● Work to complete:
Retype the lines below word for word, beginning at the line that has "the rear windshield" and ending after the line that has "the rear wheel".

● Excerpted data:
•••

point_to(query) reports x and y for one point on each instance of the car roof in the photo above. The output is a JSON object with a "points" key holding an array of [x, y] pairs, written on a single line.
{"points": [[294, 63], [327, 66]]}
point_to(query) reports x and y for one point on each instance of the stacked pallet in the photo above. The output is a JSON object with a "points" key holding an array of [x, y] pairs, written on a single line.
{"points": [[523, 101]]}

•••

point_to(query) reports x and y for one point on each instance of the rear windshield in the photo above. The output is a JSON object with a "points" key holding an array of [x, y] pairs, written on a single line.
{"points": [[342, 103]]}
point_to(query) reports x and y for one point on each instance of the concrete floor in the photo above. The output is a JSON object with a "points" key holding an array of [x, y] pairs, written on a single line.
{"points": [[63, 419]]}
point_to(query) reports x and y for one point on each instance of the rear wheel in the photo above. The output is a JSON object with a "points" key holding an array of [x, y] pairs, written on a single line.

•••

● Problem solution:
point_to(query) reports x and y for one point on each instance of the rear windshield in the photo above. The output is a JSON object with a "points" key holding an array of [x, y] pairs, written on a single line.
{"points": [[342, 103]]}
point_to(query) reports x and y for one point on each instance of the concrete floor in the photo above. The output is a JSON object with a "points" key holding an array of [x, y] pairs, written on a single line.
{"points": [[63, 419]]}
point_to(query) reports x and y for one point on each instance of the rear wheel in the photo above. The output is a JSON object with a "points" key holding an array of [x, y] pairs, written on a single line.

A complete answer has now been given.